◆ **Data listing**:

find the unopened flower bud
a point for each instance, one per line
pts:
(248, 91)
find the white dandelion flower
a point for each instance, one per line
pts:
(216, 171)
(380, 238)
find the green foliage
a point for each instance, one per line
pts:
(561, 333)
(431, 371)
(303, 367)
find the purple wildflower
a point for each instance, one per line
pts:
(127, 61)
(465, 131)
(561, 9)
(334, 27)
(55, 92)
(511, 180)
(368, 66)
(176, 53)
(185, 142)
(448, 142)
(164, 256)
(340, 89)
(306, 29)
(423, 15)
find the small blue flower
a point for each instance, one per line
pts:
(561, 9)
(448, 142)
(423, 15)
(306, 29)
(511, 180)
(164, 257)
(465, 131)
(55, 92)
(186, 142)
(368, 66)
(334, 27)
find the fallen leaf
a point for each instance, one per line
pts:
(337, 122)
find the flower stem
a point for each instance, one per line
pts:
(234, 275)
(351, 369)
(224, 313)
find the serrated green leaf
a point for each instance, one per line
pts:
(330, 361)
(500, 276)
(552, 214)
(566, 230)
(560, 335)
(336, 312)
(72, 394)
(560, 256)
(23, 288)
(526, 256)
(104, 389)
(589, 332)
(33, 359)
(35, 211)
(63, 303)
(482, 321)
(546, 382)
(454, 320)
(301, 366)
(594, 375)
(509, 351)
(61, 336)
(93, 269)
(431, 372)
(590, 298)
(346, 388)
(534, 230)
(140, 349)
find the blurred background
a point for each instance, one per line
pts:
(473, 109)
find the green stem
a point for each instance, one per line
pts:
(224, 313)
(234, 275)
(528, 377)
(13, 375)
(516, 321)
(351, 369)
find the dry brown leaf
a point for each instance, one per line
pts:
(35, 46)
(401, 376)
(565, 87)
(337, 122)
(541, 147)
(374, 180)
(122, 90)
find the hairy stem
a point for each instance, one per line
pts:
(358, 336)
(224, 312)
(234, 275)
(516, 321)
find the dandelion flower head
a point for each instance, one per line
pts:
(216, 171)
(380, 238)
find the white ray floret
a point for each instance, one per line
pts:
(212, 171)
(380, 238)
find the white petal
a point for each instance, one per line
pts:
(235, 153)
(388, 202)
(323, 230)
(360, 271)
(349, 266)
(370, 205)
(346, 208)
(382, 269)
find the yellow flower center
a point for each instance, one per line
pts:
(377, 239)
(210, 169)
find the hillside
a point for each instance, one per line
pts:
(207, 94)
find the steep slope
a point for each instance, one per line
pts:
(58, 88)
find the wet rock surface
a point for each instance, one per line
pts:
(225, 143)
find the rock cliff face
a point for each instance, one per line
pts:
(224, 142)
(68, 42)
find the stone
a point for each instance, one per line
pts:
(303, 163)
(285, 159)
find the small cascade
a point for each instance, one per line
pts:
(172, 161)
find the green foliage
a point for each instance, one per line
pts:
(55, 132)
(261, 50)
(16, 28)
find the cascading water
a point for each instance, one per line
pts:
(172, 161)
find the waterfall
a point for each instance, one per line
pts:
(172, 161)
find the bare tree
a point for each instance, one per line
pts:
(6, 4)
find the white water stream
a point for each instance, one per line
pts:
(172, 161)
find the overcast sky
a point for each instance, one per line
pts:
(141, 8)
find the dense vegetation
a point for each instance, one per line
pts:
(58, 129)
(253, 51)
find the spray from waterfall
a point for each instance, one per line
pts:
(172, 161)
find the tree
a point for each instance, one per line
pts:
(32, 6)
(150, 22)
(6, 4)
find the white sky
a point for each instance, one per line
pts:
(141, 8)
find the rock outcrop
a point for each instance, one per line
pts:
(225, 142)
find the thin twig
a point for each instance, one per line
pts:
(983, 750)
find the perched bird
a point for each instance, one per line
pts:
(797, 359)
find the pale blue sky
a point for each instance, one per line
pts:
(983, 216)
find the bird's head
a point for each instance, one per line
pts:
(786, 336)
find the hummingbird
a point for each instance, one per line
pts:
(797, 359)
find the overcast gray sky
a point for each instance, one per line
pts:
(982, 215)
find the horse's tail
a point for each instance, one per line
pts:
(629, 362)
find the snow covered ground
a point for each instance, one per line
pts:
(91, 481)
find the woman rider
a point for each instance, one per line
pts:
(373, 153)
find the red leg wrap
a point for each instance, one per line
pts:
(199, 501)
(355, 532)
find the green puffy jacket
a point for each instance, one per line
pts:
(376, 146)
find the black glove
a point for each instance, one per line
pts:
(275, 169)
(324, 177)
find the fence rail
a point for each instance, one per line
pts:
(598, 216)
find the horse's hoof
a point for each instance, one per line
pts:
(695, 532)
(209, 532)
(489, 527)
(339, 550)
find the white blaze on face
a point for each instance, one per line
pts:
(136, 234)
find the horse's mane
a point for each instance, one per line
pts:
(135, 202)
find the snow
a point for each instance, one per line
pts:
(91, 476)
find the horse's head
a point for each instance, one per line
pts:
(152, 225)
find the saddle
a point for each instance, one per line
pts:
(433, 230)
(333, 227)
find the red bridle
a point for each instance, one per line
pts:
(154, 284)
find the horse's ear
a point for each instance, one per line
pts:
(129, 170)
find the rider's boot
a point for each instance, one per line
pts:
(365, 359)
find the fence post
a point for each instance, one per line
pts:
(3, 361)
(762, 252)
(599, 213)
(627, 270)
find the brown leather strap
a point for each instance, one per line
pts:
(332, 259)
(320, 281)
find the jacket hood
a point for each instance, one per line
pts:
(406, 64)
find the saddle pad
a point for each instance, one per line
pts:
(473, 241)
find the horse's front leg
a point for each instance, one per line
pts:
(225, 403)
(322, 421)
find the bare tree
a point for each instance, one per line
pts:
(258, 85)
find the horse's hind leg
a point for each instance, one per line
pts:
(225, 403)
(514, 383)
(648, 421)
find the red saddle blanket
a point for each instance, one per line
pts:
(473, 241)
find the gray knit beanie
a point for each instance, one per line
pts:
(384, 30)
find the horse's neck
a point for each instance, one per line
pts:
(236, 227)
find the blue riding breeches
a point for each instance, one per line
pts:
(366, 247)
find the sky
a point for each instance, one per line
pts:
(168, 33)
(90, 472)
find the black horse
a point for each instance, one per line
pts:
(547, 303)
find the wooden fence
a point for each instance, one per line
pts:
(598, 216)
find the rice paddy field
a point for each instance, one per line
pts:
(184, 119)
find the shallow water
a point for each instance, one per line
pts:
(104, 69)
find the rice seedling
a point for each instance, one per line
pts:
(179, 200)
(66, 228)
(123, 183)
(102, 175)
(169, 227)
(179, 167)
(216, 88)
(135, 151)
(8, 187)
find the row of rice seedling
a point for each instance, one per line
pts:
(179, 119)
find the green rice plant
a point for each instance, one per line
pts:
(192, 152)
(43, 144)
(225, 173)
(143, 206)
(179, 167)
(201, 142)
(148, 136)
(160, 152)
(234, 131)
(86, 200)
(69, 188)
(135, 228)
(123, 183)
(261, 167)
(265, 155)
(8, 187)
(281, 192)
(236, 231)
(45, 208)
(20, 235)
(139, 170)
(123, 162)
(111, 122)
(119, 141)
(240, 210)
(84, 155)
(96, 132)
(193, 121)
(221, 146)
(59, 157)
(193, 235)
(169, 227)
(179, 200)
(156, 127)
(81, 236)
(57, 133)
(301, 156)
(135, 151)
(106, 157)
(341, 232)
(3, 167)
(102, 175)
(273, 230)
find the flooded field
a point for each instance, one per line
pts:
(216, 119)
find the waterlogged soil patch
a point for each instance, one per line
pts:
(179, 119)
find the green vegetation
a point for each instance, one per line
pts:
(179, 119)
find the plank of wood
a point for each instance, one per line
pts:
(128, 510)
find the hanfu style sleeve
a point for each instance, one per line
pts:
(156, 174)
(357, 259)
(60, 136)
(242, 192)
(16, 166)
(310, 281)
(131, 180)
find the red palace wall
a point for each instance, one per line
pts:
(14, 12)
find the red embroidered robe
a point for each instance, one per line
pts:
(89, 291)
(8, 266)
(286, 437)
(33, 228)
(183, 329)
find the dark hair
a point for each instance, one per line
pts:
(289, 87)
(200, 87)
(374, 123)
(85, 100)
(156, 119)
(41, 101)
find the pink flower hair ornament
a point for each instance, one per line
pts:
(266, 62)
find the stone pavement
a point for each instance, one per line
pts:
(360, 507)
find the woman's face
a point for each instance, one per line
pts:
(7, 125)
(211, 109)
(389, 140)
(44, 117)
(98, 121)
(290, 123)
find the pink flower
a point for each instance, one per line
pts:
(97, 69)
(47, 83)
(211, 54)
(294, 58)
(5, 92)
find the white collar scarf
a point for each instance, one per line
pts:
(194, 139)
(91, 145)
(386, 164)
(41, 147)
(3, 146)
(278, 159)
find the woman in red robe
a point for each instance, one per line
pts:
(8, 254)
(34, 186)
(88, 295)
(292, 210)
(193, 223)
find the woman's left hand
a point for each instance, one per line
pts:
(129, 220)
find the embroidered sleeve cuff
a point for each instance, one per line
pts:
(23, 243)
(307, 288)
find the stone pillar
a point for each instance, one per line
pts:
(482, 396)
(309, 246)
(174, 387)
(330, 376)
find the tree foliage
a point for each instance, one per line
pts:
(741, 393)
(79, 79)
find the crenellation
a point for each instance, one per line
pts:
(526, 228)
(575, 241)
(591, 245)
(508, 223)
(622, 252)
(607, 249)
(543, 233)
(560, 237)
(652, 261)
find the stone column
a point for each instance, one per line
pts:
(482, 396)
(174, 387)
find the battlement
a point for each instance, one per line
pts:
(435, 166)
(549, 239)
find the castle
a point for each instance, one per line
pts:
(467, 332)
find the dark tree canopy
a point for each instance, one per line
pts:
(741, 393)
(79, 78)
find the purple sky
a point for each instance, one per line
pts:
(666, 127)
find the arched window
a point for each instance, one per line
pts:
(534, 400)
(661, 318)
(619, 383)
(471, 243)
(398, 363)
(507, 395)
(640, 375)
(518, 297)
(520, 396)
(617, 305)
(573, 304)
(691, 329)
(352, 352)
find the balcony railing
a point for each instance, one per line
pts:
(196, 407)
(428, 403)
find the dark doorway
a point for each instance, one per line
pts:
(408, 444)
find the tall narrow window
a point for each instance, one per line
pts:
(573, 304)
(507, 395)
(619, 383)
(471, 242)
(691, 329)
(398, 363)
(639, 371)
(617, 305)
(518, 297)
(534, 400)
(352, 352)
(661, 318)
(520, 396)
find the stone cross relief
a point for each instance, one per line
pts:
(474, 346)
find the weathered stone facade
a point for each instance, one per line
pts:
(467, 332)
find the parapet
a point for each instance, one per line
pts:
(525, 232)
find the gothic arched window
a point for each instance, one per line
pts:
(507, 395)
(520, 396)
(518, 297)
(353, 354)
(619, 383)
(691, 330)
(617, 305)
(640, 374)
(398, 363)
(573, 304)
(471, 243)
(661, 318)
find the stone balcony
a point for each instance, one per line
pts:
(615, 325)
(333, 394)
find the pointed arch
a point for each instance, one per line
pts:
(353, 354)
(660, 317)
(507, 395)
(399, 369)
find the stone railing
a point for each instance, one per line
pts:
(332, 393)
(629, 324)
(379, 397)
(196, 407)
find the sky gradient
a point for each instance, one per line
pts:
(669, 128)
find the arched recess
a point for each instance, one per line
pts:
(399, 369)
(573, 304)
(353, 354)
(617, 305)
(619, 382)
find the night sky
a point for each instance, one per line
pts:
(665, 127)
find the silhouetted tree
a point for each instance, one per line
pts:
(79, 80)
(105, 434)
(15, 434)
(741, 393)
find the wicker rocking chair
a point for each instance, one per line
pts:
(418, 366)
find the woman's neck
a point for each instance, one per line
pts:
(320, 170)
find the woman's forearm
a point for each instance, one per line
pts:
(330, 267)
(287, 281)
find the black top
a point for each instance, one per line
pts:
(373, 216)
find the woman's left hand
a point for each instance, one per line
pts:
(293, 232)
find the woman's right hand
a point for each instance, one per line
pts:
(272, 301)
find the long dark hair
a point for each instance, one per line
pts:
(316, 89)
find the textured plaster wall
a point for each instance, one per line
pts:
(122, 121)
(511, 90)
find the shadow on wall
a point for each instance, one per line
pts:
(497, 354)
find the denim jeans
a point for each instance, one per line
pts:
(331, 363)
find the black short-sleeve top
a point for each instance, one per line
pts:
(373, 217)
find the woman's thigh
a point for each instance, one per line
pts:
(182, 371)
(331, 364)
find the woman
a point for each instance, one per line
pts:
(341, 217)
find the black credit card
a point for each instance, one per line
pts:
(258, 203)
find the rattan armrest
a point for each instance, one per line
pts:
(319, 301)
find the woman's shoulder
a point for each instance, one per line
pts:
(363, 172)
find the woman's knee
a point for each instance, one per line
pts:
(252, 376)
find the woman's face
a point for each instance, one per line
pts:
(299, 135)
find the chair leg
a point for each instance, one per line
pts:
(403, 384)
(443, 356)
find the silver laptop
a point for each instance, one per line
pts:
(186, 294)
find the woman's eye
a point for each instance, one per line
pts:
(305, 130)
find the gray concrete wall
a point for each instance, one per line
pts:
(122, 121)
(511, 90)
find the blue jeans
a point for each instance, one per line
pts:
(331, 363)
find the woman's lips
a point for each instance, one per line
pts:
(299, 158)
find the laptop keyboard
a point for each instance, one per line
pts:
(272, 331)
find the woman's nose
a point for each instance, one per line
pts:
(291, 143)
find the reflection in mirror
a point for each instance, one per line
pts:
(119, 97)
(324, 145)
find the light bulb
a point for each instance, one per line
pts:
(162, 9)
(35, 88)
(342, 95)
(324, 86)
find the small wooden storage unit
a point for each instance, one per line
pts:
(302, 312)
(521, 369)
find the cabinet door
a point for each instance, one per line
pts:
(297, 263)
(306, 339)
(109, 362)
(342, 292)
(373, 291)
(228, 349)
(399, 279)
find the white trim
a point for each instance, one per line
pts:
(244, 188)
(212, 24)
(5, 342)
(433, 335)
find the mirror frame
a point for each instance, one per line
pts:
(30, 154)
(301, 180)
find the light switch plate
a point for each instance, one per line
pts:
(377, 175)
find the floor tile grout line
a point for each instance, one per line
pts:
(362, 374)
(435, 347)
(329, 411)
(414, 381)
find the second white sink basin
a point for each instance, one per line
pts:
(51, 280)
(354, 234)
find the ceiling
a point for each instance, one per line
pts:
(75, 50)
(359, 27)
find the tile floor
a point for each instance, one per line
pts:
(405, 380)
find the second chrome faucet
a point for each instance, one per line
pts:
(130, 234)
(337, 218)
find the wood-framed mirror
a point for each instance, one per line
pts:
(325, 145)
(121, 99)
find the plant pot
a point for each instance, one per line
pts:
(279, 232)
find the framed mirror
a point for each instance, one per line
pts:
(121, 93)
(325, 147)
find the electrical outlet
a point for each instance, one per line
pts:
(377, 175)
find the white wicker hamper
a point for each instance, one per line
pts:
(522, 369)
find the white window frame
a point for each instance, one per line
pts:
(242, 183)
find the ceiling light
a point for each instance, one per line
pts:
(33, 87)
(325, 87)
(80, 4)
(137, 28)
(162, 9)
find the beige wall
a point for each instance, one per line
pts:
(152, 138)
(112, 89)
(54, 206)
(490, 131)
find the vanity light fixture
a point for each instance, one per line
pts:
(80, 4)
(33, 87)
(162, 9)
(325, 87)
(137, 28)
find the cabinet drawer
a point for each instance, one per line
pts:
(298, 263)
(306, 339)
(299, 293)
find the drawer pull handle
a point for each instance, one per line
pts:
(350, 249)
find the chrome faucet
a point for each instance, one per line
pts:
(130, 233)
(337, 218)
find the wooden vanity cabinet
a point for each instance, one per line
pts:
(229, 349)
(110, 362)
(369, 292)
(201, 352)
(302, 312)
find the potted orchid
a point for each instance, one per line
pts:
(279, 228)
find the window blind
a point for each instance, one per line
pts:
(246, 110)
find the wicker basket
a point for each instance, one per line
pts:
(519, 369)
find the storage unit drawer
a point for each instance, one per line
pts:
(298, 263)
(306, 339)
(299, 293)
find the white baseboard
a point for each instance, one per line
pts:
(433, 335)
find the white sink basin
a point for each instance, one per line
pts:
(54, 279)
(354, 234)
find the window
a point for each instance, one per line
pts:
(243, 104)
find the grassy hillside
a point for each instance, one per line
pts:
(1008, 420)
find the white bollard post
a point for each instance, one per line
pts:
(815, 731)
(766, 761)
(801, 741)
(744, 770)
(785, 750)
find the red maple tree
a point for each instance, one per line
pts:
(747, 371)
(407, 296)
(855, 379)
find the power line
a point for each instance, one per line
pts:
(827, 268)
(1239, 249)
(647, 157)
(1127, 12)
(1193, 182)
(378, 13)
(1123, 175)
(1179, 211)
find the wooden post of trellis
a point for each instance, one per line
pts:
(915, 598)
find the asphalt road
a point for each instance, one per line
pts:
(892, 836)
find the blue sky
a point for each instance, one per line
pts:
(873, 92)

◆ **DO THIS**:
Reproduce the final stretch of the data above: every line from the one holding "find the potted orchid" through the end, inclusive, exactly as written and nothing else.

◆ **OUTPUT FOR THIS EXERCISE**:
find the potted orchid
a point for each instance, one per line
pts:
(279, 228)
find the window blind
a point for each instance, one per line
pts:
(246, 110)
find the wicker basket
a point for each instance, one per line
pts:
(519, 369)
find the storage unit drawer
a point for each instance, one per line
pts:
(298, 263)
(306, 339)
(299, 293)
find the white baseboard
a point for each instance, one per line
pts:
(433, 335)
find the white sink basin
a point for each instance, one per line
pts:
(54, 279)
(354, 234)
find the window
a point for each instance, one per line
pts:
(243, 104)
find the grassy hillside
a point for each instance, one per line
pts:
(1008, 420)
find the white bollard post
a point for each instance, one per line
pts:
(815, 731)
(766, 761)
(801, 741)
(744, 770)
(785, 750)
find the red maple tree
a point for each instance, one per line
pts:
(747, 371)
(407, 296)
(855, 379)
find the power line
a point for each instance, one per line
pts:
(827, 268)
(1239, 249)
(647, 157)
(1127, 12)
(1193, 182)
(378, 13)
(1123, 175)
(1179, 211)
find the wooden post of trellis
a point for each instance, one per line
pts:
(915, 598)
find the asphalt road
a point for each instance, one per line
pts:
(892, 836)
find the blue sky
a point for each instance, one per line
pts:
(873, 92)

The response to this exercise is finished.